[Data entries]

==========

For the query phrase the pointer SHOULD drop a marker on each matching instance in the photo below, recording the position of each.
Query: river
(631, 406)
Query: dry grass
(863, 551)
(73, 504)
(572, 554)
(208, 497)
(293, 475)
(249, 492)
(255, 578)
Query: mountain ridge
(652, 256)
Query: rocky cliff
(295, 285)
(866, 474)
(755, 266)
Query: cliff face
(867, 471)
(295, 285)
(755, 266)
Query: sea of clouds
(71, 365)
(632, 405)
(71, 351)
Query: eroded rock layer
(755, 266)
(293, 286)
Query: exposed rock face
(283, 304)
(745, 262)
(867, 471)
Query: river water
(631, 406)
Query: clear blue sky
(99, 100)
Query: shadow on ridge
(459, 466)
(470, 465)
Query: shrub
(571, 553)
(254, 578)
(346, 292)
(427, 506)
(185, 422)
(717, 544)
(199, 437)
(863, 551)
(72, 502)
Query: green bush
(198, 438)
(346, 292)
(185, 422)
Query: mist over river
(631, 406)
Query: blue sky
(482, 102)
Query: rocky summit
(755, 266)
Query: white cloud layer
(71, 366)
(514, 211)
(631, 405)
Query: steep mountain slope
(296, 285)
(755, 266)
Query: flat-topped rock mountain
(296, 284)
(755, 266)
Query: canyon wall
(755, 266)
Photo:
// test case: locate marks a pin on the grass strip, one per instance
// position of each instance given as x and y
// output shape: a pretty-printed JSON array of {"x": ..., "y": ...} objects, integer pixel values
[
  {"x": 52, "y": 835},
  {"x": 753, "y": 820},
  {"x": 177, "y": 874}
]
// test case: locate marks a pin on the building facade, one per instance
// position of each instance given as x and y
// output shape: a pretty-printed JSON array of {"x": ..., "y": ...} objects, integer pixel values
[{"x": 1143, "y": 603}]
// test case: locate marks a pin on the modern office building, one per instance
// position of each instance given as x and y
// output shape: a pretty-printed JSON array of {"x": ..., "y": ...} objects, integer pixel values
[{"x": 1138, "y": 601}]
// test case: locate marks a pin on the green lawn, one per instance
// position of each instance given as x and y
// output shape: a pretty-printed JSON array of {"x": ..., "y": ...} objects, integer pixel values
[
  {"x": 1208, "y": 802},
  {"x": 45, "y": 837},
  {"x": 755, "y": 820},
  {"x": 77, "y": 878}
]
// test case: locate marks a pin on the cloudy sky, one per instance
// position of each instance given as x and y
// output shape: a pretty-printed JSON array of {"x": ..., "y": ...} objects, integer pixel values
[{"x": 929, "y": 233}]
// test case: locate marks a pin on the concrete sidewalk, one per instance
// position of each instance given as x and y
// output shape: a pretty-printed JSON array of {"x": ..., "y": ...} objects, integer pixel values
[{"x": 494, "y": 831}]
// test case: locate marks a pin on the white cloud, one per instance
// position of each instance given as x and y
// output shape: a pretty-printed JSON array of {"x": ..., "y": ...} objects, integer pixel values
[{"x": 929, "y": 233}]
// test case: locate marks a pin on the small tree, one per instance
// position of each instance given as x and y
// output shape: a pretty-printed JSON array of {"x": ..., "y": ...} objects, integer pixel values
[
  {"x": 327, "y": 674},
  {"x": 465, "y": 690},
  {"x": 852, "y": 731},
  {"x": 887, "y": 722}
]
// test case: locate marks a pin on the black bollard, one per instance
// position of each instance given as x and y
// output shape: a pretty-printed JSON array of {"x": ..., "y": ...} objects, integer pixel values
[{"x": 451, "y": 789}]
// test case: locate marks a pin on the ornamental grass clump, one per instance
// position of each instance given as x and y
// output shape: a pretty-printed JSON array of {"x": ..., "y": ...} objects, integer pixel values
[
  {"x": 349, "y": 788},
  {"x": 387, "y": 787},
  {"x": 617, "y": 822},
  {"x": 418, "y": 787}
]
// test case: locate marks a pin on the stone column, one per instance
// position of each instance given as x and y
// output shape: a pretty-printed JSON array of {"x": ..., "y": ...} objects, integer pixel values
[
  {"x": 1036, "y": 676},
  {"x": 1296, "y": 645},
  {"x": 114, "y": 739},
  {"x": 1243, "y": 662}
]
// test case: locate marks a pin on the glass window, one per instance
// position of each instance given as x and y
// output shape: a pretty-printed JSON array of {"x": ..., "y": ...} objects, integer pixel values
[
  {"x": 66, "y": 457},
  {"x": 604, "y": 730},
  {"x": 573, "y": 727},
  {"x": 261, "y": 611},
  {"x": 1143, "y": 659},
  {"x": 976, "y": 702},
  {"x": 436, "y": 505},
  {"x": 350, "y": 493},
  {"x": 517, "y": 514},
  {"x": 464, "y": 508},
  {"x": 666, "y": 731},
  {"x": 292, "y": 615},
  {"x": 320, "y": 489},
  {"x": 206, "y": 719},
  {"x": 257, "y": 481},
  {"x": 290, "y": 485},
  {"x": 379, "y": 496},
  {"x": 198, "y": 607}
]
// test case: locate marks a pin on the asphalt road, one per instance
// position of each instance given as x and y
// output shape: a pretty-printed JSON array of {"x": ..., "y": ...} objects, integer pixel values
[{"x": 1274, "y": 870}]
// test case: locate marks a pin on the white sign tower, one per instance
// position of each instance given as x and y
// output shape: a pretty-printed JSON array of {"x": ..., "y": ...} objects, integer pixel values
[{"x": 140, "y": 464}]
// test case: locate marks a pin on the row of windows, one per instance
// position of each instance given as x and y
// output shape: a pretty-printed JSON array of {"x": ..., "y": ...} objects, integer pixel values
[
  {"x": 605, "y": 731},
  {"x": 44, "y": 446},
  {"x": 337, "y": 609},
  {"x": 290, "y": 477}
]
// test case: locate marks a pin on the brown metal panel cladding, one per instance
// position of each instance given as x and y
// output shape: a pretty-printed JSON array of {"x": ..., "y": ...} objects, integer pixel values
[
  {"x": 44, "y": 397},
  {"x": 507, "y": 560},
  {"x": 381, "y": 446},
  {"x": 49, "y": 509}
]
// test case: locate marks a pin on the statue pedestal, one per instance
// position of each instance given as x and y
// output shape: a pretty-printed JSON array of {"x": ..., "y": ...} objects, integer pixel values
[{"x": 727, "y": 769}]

==========

## [Task item]
Could you write out the full data verbatim?

## [Solution]
For the query phrase the pointer SHOULD drop a marker on each matching instance in the photo below, recording the position of each.
Query: river
(631, 406)
Query: dry grass
(863, 551)
(73, 504)
(572, 554)
(208, 497)
(293, 475)
(249, 492)
(255, 578)
Query: mountain ridge
(652, 256)
Query: rocky cliff
(295, 285)
(866, 474)
(755, 266)
Query: cliff face
(867, 471)
(295, 285)
(755, 266)
Query: sea of clouds
(71, 365)
(632, 405)
(71, 351)
Query: eroded rock layer
(755, 266)
(293, 286)
Query: exposed rock face
(283, 304)
(745, 262)
(867, 471)
Query: river water
(631, 406)
Query: clear blue sky
(99, 100)
Query: shadow on ridge
(459, 466)
(470, 465)
Query: shrub
(571, 553)
(254, 578)
(346, 292)
(427, 506)
(185, 422)
(717, 544)
(199, 437)
(863, 551)
(72, 502)
Query: green bush
(198, 438)
(346, 292)
(185, 422)
Query: mist over river
(631, 406)
Query: blue sky
(482, 102)
Query: rocky summit
(755, 266)
Query: white cloud layer
(71, 366)
(514, 211)
(631, 405)
Query: steep mountain slope
(296, 285)
(755, 266)
Query: flat-topped rock mountain
(296, 284)
(755, 266)
Query: canyon wall
(755, 266)
Photo:
// test case: locate marks a pin on the grass strip, one per instance
// position of each instance given as x and y
// output shape: a pretty-printed JSON array of {"x": ..., "y": ...} objects, integer pixel values
[
  {"x": 52, "y": 835},
  {"x": 753, "y": 820},
  {"x": 177, "y": 874}
]
// test case: locate marks a pin on the building facade, one per instance
// position of each instance given as x and y
// output shape: a pretty-printed JSON array of {"x": ..., "y": ...} objects, integer pixel values
[{"x": 1143, "y": 603}]
// test case: locate marks a pin on the modern office building, one per instance
// position of each instance given as x and y
// output shape: a pretty-printed JSON array of {"x": ..., "y": ...} objects, integer pixel values
[{"x": 1138, "y": 601}]
// test case: locate marks a pin on the green lawn, one per instance
// position of each instance given as x and y
// output shape: a pretty-printed JSON array of {"x": ..., "y": ...} objects, integer pixel values
[
  {"x": 1208, "y": 802},
  {"x": 45, "y": 837},
  {"x": 755, "y": 820},
  {"x": 77, "y": 878}
]
// test case: locate marks a pin on the cloudy sky, one per instance
// position of each instance given as x and y
// output shape: a pretty-printed JSON array of {"x": ..., "y": ...} objects, integer pixel values
[{"x": 929, "y": 233}]
// test case: locate marks a pin on the concrete sidewalk, one per instance
// position of each instance given as x and y
// output shape: a pretty-printed JSON array of {"x": ..., "y": ...} objects, integer pixel values
[{"x": 494, "y": 831}]
// test case: locate marks a pin on the white cloud, one per instance
// position of each instance given as x and y
// output shape: a pretty-printed JSON array of {"x": ..., "y": ...} objects, integer pixel values
[{"x": 929, "y": 233}]
// test case: locate marks a pin on the small tree, one per instance
// position of each instance given as x and y
// output shape: a pretty-printed JSON array of {"x": ..., "y": ...} objects, integer pixel values
[
  {"x": 327, "y": 674},
  {"x": 465, "y": 690},
  {"x": 852, "y": 731},
  {"x": 887, "y": 722}
]
// test case: locate marks a pin on the black bollard, one per instance
// position of each instance given as x and y
// output shape: a pretty-printed JSON array of {"x": ..., "y": ...} objects, integer pixel values
[{"x": 451, "y": 789}]
// test case: locate marks a pin on the ornamental grass clump, one per instance
// position of each instance given as x and y
// output shape: a pretty-printed JSON array of {"x": ..., "y": ...} objects, integer pixel values
[
  {"x": 349, "y": 788},
  {"x": 387, "y": 787},
  {"x": 617, "y": 822},
  {"x": 418, "y": 787}
]
// test case: locate marks a pin on the stone column, one per instance
// position of each instance given as x and y
// output shape: a pretty-printed JSON array of {"x": ..., "y": ...} objects, integer pixel values
[
  {"x": 1036, "y": 676},
  {"x": 1296, "y": 645},
  {"x": 114, "y": 739},
  {"x": 1243, "y": 662}
]
// test case: locate marks a pin on the glass window, one per instance
// position of each instance given as x and y
// output shape: a pretty-printed JSON array of {"x": ..., "y": ...} objects, integer pixel values
[
  {"x": 66, "y": 457},
  {"x": 604, "y": 730},
  {"x": 573, "y": 727},
  {"x": 261, "y": 611},
  {"x": 1143, "y": 659},
  {"x": 976, "y": 702},
  {"x": 436, "y": 505},
  {"x": 350, "y": 493},
  {"x": 517, "y": 514},
  {"x": 464, "y": 508},
  {"x": 666, "y": 731},
  {"x": 292, "y": 615},
  {"x": 320, "y": 489},
  {"x": 206, "y": 719},
  {"x": 257, "y": 481},
  {"x": 290, "y": 485},
  {"x": 379, "y": 496},
  {"x": 198, "y": 607}
]
// test case: locate marks a pin on the asphalt road, one per instance
// position of each instance given as x and y
// output shape: a pretty-printed JSON array of {"x": ..., "y": ...} objects, integer pixel values
[{"x": 1274, "y": 870}]
// test case: locate marks a pin on the white sign tower, one per instance
// position of each instance given as x and y
// output shape: a pretty-printed JSON array of {"x": ..., "y": ...} objects, integer pixel values
[{"x": 140, "y": 464}]
// test case: locate marks a pin on the row of windows, one per instance
// position of each instance given as x and y
// output shape: a pretty-printed JSON array of {"x": ..., "y": ...} objects, integer pixel values
[
  {"x": 605, "y": 731},
  {"x": 44, "y": 446},
  {"x": 337, "y": 609},
  {"x": 290, "y": 477}
]
// test case: locate marks a pin on the brown metal panel cladding, one per instance
// position of each instance given as x and y
// output shape: a pretty-printed JSON array of {"x": ..., "y": ...} objects, integer pixel values
[
  {"x": 44, "y": 397},
  {"x": 507, "y": 560},
  {"x": 381, "y": 446},
  {"x": 49, "y": 509}
]
// test case: locate marks a pin on the statue pedestal, one per instance
// position of each instance given as x and y
// output shape: a pretty-printed JSON array of {"x": ..., "y": ...} objects, integer pixel values
[{"x": 727, "y": 769}]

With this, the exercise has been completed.